[Location annotation dataset excerpts]
# # # #

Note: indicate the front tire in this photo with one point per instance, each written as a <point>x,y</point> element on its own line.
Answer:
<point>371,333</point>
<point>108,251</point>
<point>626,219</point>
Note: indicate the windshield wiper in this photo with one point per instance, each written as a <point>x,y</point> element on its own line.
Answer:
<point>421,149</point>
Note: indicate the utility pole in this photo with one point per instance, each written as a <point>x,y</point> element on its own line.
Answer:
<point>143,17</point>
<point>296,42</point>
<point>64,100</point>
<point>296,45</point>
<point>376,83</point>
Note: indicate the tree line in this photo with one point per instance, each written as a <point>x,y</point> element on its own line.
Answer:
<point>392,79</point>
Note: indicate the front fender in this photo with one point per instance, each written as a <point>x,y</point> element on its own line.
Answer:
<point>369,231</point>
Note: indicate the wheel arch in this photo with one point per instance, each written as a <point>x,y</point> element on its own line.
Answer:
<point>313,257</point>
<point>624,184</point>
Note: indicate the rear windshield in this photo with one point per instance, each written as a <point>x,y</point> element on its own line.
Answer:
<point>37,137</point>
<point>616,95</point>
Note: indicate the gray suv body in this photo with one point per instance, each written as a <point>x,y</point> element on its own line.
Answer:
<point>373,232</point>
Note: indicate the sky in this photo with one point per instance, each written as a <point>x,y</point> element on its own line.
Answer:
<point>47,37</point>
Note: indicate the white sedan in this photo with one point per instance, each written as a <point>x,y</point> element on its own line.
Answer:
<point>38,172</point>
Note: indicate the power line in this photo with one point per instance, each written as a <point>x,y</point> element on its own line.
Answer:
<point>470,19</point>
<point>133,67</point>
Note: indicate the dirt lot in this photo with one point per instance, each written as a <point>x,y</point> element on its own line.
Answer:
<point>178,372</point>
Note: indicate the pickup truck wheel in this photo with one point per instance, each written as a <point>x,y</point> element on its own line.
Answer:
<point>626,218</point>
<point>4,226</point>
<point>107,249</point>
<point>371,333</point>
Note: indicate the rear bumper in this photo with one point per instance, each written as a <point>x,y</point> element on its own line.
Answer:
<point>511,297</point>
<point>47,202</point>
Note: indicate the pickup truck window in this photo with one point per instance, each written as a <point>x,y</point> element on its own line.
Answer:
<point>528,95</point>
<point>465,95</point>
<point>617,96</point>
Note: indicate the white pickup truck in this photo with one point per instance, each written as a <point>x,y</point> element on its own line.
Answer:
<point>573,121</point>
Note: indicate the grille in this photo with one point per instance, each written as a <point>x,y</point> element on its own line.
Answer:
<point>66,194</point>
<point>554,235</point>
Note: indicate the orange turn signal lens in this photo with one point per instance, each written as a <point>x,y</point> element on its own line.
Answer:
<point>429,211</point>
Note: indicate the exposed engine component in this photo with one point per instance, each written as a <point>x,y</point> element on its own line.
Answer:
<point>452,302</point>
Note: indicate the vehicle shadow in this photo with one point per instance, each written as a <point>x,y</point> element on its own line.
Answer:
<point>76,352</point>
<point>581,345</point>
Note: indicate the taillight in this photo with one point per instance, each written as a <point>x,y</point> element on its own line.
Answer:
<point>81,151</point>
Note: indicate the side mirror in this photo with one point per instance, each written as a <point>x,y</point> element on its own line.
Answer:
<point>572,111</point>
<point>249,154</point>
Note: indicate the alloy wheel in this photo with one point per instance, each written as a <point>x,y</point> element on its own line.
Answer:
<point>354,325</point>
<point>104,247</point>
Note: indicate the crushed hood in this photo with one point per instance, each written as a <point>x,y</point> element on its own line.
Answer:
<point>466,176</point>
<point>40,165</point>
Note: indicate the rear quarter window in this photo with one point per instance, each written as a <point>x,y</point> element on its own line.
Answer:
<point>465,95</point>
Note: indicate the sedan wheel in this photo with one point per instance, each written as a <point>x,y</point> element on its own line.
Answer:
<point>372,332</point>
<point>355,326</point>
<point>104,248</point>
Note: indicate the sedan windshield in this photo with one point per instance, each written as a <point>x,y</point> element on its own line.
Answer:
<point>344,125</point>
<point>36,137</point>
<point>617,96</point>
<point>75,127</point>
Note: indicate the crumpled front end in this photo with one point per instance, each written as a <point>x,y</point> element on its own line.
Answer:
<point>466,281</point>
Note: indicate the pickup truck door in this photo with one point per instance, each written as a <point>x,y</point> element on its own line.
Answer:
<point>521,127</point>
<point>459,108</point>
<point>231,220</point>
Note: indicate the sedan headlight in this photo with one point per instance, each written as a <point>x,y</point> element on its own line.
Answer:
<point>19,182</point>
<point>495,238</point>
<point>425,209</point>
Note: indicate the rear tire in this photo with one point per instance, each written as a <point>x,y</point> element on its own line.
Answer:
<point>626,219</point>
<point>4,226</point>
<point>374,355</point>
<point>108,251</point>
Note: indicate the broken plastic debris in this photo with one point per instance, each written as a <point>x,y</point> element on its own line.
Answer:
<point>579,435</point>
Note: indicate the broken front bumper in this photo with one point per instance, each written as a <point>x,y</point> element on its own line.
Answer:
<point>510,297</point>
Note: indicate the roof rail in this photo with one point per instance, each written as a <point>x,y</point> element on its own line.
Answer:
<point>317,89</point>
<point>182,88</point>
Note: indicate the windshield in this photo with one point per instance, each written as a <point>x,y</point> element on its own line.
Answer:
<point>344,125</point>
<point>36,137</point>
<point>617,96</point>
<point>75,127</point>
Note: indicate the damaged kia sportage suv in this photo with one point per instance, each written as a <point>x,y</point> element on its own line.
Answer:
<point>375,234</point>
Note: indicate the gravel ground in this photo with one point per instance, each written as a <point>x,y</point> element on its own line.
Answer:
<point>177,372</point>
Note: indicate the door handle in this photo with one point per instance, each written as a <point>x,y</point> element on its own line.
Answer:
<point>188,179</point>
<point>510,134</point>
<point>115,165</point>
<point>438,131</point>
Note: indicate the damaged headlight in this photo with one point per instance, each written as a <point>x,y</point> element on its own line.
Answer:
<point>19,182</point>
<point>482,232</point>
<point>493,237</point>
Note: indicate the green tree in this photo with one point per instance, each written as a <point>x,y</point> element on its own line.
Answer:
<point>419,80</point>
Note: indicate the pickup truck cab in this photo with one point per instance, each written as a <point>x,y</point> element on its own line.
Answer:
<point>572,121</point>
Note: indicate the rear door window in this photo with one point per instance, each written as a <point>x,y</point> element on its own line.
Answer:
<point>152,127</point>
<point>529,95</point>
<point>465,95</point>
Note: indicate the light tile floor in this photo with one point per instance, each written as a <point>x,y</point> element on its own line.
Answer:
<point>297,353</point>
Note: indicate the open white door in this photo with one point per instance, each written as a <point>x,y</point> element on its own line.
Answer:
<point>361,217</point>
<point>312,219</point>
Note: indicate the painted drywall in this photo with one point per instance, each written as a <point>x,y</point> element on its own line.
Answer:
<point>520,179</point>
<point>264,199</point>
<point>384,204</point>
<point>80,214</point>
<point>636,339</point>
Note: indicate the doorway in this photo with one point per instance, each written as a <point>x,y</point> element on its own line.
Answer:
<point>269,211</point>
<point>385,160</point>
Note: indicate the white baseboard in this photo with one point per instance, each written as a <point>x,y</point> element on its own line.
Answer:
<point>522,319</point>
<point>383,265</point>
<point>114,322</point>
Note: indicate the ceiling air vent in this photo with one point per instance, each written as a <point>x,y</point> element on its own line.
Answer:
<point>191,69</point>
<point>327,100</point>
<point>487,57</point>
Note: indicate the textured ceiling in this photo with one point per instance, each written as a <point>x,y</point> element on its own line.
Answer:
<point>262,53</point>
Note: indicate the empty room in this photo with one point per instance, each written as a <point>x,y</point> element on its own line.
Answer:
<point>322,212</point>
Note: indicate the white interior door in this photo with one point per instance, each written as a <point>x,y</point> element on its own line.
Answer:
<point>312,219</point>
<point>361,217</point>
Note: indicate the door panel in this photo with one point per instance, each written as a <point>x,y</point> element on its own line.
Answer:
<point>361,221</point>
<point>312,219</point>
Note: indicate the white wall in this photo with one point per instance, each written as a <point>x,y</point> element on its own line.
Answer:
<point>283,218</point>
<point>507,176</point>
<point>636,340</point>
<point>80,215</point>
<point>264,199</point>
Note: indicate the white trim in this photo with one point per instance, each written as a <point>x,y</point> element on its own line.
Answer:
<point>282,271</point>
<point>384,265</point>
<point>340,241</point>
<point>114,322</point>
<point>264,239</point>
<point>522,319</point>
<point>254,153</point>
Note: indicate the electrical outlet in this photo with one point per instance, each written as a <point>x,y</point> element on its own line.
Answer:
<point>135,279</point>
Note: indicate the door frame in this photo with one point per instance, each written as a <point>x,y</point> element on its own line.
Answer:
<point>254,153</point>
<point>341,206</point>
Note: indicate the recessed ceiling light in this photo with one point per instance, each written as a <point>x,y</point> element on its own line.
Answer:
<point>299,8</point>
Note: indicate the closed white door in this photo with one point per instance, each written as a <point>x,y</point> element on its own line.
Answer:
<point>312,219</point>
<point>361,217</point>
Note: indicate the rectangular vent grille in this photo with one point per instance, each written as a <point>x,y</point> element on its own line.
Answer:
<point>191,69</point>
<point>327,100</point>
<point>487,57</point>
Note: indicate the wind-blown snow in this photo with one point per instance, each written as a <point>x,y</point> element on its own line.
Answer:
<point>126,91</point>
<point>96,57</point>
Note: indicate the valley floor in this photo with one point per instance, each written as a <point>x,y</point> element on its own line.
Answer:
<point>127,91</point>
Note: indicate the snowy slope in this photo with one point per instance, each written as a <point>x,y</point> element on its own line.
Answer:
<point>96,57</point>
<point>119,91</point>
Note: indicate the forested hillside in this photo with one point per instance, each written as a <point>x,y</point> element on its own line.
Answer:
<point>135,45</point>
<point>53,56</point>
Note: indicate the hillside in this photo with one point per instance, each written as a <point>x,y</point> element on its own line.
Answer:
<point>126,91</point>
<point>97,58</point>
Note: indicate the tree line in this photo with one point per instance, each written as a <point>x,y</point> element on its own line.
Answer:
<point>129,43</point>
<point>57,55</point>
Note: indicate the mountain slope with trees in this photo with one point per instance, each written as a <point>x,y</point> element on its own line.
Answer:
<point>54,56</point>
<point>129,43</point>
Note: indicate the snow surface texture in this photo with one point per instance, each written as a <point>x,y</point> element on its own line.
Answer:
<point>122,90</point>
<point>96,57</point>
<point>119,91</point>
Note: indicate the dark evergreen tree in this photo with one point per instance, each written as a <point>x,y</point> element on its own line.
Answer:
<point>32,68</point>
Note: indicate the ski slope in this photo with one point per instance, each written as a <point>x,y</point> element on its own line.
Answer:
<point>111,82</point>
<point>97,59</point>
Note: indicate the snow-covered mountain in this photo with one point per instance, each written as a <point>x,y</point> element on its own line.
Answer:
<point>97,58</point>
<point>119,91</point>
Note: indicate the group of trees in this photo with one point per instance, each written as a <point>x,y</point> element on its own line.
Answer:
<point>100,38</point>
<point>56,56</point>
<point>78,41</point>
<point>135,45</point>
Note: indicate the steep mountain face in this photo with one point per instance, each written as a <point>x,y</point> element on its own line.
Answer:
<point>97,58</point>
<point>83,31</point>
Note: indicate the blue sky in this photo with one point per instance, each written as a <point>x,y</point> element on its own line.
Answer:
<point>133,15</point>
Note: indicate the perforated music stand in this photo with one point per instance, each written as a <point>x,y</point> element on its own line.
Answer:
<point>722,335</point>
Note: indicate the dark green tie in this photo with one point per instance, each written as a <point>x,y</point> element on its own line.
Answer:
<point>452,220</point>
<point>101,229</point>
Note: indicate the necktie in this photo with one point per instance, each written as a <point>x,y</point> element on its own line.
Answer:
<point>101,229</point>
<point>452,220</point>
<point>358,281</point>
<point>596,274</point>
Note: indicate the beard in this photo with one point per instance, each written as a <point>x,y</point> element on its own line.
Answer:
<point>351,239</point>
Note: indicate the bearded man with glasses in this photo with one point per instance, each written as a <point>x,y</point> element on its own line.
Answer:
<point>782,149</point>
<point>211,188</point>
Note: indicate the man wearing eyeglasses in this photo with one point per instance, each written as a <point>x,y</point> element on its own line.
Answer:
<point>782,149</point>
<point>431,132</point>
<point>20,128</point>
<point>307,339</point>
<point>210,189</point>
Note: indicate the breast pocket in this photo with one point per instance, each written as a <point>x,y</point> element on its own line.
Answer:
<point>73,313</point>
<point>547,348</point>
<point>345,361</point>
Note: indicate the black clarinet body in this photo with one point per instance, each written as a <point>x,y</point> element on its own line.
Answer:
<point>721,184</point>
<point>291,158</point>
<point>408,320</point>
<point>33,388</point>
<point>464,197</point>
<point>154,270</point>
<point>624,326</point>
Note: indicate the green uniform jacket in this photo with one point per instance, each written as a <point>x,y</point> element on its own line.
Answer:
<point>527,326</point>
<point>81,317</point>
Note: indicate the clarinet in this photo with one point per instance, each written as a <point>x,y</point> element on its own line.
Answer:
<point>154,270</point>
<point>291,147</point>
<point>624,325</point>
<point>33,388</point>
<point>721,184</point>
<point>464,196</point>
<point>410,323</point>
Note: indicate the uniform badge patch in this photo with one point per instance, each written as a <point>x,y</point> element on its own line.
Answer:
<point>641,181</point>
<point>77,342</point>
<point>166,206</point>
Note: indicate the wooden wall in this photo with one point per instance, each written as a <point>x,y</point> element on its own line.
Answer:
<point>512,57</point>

# # # #

• GIVEN PROBLEM: Everything from the line containing "Note: indicate the man" to the end of the records must be written out exactly; include both of those lines and no others.

• COMPLETE OUTPUT:
Note: indicate the man wearing eyeglasses in this photo with one point per instance, each written as a <point>x,y</point> element on its own line.
Answer:
<point>782,149</point>
<point>431,132</point>
<point>20,128</point>
<point>307,339</point>
<point>210,189</point>
Note: indicate the breast pocket in this photo with one point per instance, each written as a <point>x,y</point> element on its own line.
Answer:
<point>73,313</point>
<point>547,348</point>
<point>345,361</point>
Note: indicate the black clarinet body in this photo with one point per instance, each written as a <point>x,y</point> element on its own line.
Answer:
<point>721,184</point>
<point>291,158</point>
<point>408,320</point>
<point>33,388</point>
<point>464,197</point>
<point>154,270</point>
<point>624,326</point>
Note: indicate the green uniform jacket in this photo with one point per instance, each written as a <point>x,y</point> element on its own line.
Answer:
<point>527,326</point>
<point>81,317</point>
Note: indicate the clarinet in this photo with one point per instance, each written as a <point>x,y</point> element on its own line.
Answer:
<point>154,270</point>
<point>291,147</point>
<point>624,325</point>
<point>33,388</point>
<point>721,184</point>
<point>464,196</point>
<point>410,323</point>
Note: indicate the uniform badge patch in this photo with one point per instance, each written as a <point>x,y</point> element on its own line.
Answer:
<point>641,181</point>
<point>77,342</point>
<point>166,206</point>
Note: indicate the wooden wall in this photo with one point per instance, each written as a <point>x,y</point> element on its own line.
Answer:
<point>512,57</point>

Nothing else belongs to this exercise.